The line that contains "Locate the harbour" marks the start. Please set it down, with every later line of the data, exactly and without pictures.

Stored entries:

----

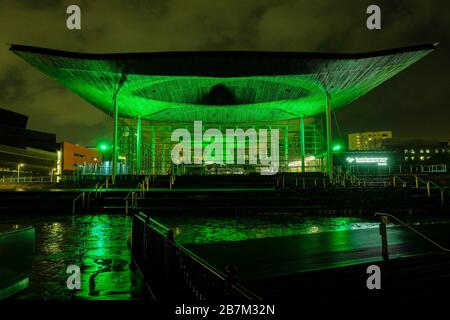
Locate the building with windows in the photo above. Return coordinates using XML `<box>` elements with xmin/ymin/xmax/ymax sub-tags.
<box><xmin>10</xmin><ymin>43</ymin><xmax>437</xmax><ymax>182</ymax></box>
<box><xmin>57</xmin><ymin>142</ymin><xmax>102</xmax><ymax>175</ymax></box>
<box><xmin>0</xmin><ymin>108</ymin><xmax>57</xmax><ymax>177</ymax></box>
<box><xmin>348</xmin><ymin>131</ymin><xmax>393</xmax><ymax>151</ymax></box>
<box><xmin>378</xmin><ymin>138</ymin><xmax>449</xmax><ymax>165</ymax></box>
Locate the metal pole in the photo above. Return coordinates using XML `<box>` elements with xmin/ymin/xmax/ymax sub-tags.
<box><xmin>300</xmin><ymin>117</ymin><xmax>306</xmax><ymax>173</ymax></box>
<box><xmin>380</xmin><ymin>216</ymin><xmax>389</xmax><ymax>260</ymax></box>
<box><xmin>325</xmin><ymin>91</ymin><xmax>333</xmax><ymax>177</ymax></box>
<box><xmin>284</xmin><ymin>125</ymin><xmax>289</xmax><ymax>171</ymax></box>
<box><xmin>151</xmin><ymin>126</ymin><xmax>156</xmax><ymax>175</ymax></box>
<box><xmin>112</xmin><ymin>92</ymin><xmax>119</xmax><ymax>185</ymax></box>
<box><xmin>136</xmin><ymin>116</ymin><xmax>142</xmax><ymax>175</ymax></box>
<box><xmin>161</xmin><ymin>130</ymin><xmax>166</xmax><ymax>174</ymax></box>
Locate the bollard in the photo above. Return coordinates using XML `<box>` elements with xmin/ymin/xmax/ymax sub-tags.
<box><xmin>125</xmin><ymin>199</ymin><xmax>128</xmax><ymax>214</ymax></box>
<box><xmin>82</xmin><ymin>192</ymin><xmax>85</xmax><ymax>208</ymax></box>
<box><xmin>415</xmin><ymin>176</ymin><xmax>419</xmax><ymax>189</ymax></box>
<box><xmin>441</xmin><ymin>190</ymin><xmax>444</xmax><ymax>207</ymax></box>
<box><xmin>392</xmin><ymin>176</ymin><xmax>396</xmax><ymax>188</ymax></box>
<box><xmin>426</xmin><ymin>181</ymin><xmax>430</xmax><ymax>197</ymax></box>
<box><xmin>379</xmin><ymin>216</ymin><xmax>389</xmax><ymax>260</ymax></box>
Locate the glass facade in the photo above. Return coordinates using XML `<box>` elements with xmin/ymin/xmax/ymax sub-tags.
<box><xmin>117</xmin><ymin>117</ymin><xmax>326</xmax><ymax>175</ymax></box>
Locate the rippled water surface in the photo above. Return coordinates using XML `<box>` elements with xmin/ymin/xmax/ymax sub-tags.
<box><xmin>3</xmin><ymin>213</ymin><xmax>448</xmax><ymax>300</ymax></box>
<box><xmin>154</xmin><ymin>214</ymin><xmax>382</xmax><ymax>244</ymax></box>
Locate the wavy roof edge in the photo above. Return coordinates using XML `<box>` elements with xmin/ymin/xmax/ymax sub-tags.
<box><xmin>9</xmin><ymin>43</ymin><xmax>438</xmax><ymax>60</ymax></box>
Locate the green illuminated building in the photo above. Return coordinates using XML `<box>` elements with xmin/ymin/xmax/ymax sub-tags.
<box><xmin>10</xmin><ymin>44</ymin><xmax>436</xmax><ymax>182</ymax></box>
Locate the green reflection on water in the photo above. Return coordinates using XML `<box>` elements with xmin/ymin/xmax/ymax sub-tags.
<box><xmin>155</xmin><ymin>215</ymin><xmax>380</xmax><ymax>245</ymax></box>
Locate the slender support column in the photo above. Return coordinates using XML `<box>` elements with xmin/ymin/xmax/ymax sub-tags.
<box><xmin>136</xmin><ymin>116</ymin><xmax>142</xmax><ymax>175</ymax></box>
<box><xmin>112</xmin><ymin>93</ymin><xmax>119</xmax><ymax>184</ymax></box>
<box><xmin>300</xmin><ymin>117</ymin><xmax>306</xmax><ymax>173</ymax></box>
<box><xmin>111</xmin><ymin>74</ymin><xmax>126</xmax><ymax>184</ymax></box>
<box><xmin>284</xmin><ymin>125</ymin><xmax>289</xmax><ymax>170</ymax></box>
<box><xmin>161</xmin><ymin>130</ymin><xmax>166</xmax><ymax>174</ymax></box>
<box><xmin>325</xmin><ymin>91</ymin><xmax>333</xmax><ymax>177</ymax></box>
<box><xmin>151</xmin><ymin>126</ymin><xmax>156</xmax><ymax>175</ymax></box>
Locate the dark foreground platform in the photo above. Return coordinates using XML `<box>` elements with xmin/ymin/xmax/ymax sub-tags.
<box><xmin>186</xmin><ymin>224</ymin><xmax>450</xmax><ymax>299</ymax></box>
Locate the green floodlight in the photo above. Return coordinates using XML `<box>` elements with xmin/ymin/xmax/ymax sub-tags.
<box><xmin>99</xmin><ymin>143</ymin><xmax>110</xmax><ymax>152</ymax></box>
<box><xmin>332</xmin><ymin>144</ymin><xmax>343</xmax><ymax>152</ymax></box>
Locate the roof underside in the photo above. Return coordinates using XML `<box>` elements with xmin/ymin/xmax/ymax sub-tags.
<box><xmin>10</xmin><ymin>44</ymin><xmax>435</xmax><ymax>123</ymax></box>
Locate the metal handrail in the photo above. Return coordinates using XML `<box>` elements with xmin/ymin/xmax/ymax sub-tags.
<box><xmin>134</xmin><ymin>212</ymin><xmax>261</xmax><ymax>300</ymax></box>
<box><xmin>124</xmin><ymin>180</ymin><xmax>146</xmax><ymax>213</ymax></box>
<box><xmin>97</xmin><ymin>177</ymin><xmax>110</xmax><ymax>197</ymax></box>
<box><xmin>375</xmin><ymin>212</ymin><xmax>450</xmax><ymax>256</ymax></box>
<box><xmin>72</xmin><ymin>191</ymin><xmax>85</xmax><ymax>214</ymax></box>
<box><xmin>416</xmin><ymin>176</ymin><xmax>444</xmax><ymax>191</ymax></box>
<box><xmin>392</xmin><ymin>175</ymin><xmax>407</xmax><ymax>188</ymax></box>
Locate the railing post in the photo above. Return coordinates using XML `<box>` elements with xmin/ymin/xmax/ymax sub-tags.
<box><xmin>125</xmin><ymin>199</ymin><xmax>128</xmax><ymax>214</ymax></box>
<box><xmin>164</xmin><ymin>229</ymin><xmax>175</xmax><ymax>299</ymax></box>
<box><xmin>379</xmin><ymin>216</ymin><xmax>389</xmax><ymax>260</ymax></box>
<box><xmin>82</xmin><ymin>192</ymin><xmax>85</xmax><ymax>208</ymax></box>
<box><xmin>225</xmin><ymin>264</ymin><xmax>238</xmax><ymax>296</ymax></box>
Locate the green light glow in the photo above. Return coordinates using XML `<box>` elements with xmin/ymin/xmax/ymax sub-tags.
<box><xmin>332</xmin><ymin>144</ymin><xmax>342</xmax><ymax>152</ymax></box>
<box><xmin>11</xmin><ymin>46</ymin><xmax>434</xmax><ymax>124</ymax></box>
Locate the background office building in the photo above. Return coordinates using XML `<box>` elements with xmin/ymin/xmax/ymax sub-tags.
<box><xmin>0</xmin><ymin>108</ymin><xmax>57</xmax><ymax>178</ymax></box>
<box><xmin>57</xmin><ymin>142</ymin><xmax>102</xmax><ymax>176</ymax></box>
<box><xmin>348</xmin><ymin>131</ymin><xmax>393</xmax><ymax>151</ymax></box>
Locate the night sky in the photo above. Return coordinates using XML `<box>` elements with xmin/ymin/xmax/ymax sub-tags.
<box><xmin>0</xmin><ymin>0</ymin><xmax>449</xmax><ymax>146</ymax></box>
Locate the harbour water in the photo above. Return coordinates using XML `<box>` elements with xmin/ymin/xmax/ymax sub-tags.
<box><xmin>2</xmin><ymin>213</ymin><xmax>449</xmax><ymax>299</ymax></box>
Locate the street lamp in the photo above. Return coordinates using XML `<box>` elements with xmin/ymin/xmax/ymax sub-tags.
<box><xmin>17</xmin><ymin>163</ymin><xmax>24</xmax><ymax>179</ymax></box>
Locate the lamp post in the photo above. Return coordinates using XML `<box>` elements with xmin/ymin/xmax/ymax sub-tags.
<box><xmin>17</xmin><ymin>163</ymin><xmax>24</xmax><ymax>180</ymax></box>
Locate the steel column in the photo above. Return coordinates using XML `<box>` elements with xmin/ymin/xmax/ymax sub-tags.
<box><xmin>112</xmin><ymin>93</ymin><xmax>119</xmax><ymax>184</ymax></box>
<box><xmin>136</xmin><ymin>116</ymin><xmax>142</xmax><ymax>175</ymax></box>
<box><xmin>300</xmin><ymin>117</ymin><xmax>306</xmax><ymax>173</ymax></box>
<box><xmin>325</xmin><ymin>91</ymin><xmax>333</xmax><ymax>176</ymax></box>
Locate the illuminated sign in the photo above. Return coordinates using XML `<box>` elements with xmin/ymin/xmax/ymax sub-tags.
<box><xmin>346</xmin><ymin>156</ymin><xmax>388</xmax><ymax>166</ymax></box>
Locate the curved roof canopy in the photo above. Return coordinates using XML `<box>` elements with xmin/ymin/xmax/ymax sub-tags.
<box><xmin>10</xmin><ymin>44</ymin><xmax>436</xmax><ymax>123</ymax></box>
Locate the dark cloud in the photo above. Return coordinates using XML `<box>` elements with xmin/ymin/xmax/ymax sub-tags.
<box><xmin>0</xmin><ymin>0</ymin><xmax>449</xmax><ymax>145</ymax></box>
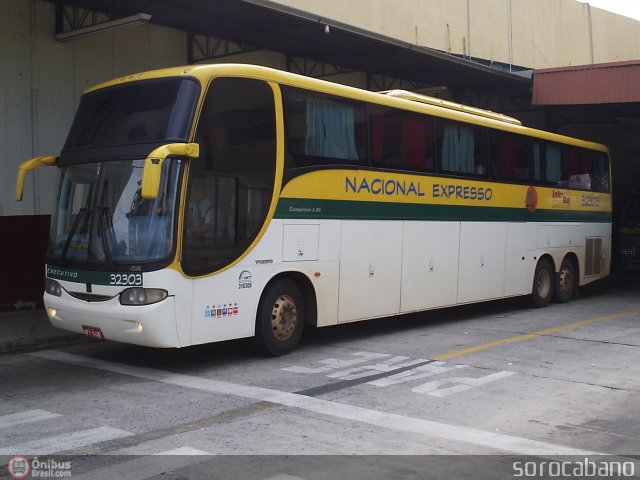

----

» OUTPUT OF THE EXERCISE
Locate the harbour water in the photo above. Return coordinates using XML `<box>` elements with xmin/ymin/xmax/ymax sub-tags.
<box><xmin>2</xmin><ymin>213</ymin><xmax>449</xmax><ymax>299</ymax></box>
Locate the street lamp in the photo above. Return coordinates using XML `<box>` elements with xmin/ymin/xmax/ymax sub-tags.
<box><xmin>17</xmin><ymin>163</ymin><xmax>24</xmax><ymax>179</ymax></box>
Locate the lamp post in the photo above. Return coordinates using XML `<box>` elements with xmin/ymin/xmax/ymax sub-tags.
<box><xmin>17</xmin><ymin>163</ymin><xmax>24</xmax><ymax>180</ymax></box>
Locate the steel column in the photo above. Return coordinates using XML `<box>` elements with xmin/ymin/xmax/ymax sub-tags.
<box><xmin>112</xmin><ymin>93</ymin><xmax>119</xmax><ymax>184</ymax></box>
<box><xmin>136</xmin><ymin>116</ymin><xmax>142</xmax><ymax>175</ymax></box>
<box><xmin>300</xmin><ymin>117</ymin><xmax>306</xmax><ymax>173</ymax></box>
<box><xmin>325</xmin><ymin>91</ymin><xmax>333</xmax><ymax>176</ymax></box>
Locate the illuminated sign in the photo above. Return coordinates using XML `<box>` elements with xmin/ymin/xmax/ymax sub-tags.
<box><xmin>346</xmin><ymin>156</ymin><xmax>388</xmax><ymax>166</ymax></box>
Locate the curved roof canopy in the photo above. Return coordinates using XML `<box>` elements with xmin/ymin/xmax/ymax sub-tags.
<box><xmin>10</xmin><ymin>44</ymin><xmax>436</xmax><ymax>123</ymax></box>
Locate the dark cloud in the photo above. Return coordinates using XML `<box>` elements with xmin/ymin/xmax/ymax sub-tags.
<box><xmin>0</xmin><ymin>0</ymin><xmax>449</xmax><ymax>145</ymax></box>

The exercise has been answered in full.